Top of Given passage
Ilze ... have you read much of Anne Sexton? She certainly would have had a whole lot to add to this! (if not oppose it outright)

Satia Yes, I have read Sexton. Why do you suggest she would oppose poetry therapy? From what I know of Sexton, I can't imagine why she would but I may be overlooking something obvious.

message 3: by Ilze (new)

Ilze Well, if you think about it her poetry didn't "cure" her. I wish I could find the place where I read this, but somewhere is a quote in which Sexton states that people automatically assumed that she was "better" once she started writing poetry; which she wasn't. Her emotional turmoil was merely finding another outlet and I doubt she was ever out of therapy following the birth of her children.

Satia She did stay in treatment but I think it could be argued that if writing poetry didn't cure her it gave her a means of communicating her turmoil. Given how often women of her era (and especially before) were discouraged from being honest with their creativity, whatever form it took, I would suspect that had anyone dared to tell her not to write she would have balked at the decision. The fact that her first therapist told her to try writing poetry and that she chose not to stop is certainly an argument for how poetry helped her. No, it didn't cure Sexton but then the book, Poetry Therapy, doesn't suggest writing and/or reading poetry will cure anyone. It is merely another means of helping that a therapist can choose to use in treatment. (Interestingly, the author points out that poetry therapy is most effective for people who read a lot and even write already.)
Bottom of Given passage
Tasks to perform:
[A] List every person named in the discussion of Anne Sexton and poetry therapy.
[B] Pick up the discussion of Anne Sexton and poetry therapy from its last sentence and carry it on.
Top of Given data
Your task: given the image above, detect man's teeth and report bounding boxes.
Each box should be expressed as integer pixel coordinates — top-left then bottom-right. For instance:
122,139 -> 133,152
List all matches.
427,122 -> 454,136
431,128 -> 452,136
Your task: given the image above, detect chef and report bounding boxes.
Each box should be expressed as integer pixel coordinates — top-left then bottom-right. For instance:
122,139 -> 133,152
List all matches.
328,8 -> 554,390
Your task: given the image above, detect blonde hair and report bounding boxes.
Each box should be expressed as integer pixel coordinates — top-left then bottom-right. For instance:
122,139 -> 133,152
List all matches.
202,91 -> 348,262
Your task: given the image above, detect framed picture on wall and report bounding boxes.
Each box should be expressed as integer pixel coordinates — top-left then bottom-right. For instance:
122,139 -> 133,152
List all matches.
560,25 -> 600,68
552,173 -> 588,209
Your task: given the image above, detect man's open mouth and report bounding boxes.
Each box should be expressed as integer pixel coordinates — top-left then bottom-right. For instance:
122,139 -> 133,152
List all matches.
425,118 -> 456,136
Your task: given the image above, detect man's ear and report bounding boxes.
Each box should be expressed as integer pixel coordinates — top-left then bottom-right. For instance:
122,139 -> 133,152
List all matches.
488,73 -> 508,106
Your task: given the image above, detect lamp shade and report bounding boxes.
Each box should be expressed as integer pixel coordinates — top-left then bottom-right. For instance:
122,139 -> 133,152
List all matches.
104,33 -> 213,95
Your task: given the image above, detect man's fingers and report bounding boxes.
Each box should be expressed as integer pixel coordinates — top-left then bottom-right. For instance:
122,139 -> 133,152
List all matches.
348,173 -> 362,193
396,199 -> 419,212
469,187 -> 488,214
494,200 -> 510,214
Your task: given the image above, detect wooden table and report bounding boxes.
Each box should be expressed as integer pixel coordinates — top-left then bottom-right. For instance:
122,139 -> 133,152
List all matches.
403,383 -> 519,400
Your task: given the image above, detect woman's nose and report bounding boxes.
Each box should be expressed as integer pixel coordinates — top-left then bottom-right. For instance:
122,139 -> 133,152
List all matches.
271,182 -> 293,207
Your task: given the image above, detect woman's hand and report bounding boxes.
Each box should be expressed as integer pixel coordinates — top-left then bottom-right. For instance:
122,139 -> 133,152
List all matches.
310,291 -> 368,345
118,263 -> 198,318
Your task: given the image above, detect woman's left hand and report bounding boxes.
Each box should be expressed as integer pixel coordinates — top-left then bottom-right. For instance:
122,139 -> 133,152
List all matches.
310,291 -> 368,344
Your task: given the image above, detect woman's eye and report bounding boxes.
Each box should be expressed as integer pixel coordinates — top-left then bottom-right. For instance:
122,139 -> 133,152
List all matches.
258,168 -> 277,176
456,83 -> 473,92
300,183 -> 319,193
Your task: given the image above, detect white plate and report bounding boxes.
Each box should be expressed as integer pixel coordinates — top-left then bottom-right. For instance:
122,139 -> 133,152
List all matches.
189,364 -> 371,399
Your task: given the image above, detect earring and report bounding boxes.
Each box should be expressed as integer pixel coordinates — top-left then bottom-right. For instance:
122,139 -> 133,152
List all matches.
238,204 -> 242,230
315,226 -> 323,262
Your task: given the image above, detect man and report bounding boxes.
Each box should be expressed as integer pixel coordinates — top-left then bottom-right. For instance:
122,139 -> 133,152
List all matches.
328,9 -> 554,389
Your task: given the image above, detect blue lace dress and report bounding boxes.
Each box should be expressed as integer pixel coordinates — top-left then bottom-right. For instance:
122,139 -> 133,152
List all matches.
Bottom of Given data
Solved problems:
[A] Ilze, Anne Sexton, Satia

[B]
I am going to respectfully disagree with you when you suggest Sexton would oppose poetry therapy. Odds are, she would say something against it but actions speak louder than words and that she chose to keep writing in the face of her increasing desperation strongly implies that she found something beneficial in writing poems.

message 5: by Ilze (new)

Ilze Absolutely! Sexton would not have lived as long as she did, was it not for her poetry! I think it gave her a reason to carry on. Maybe what I'm trying to say is that poetry on its own is not the answer. It needs to be combined with other things, ie. talking cures, medication, etc. I for one would've loved a therapist that was interested in my poetry. Unfortunately, although she looked at it, she wasn't prepared to let it rule the session.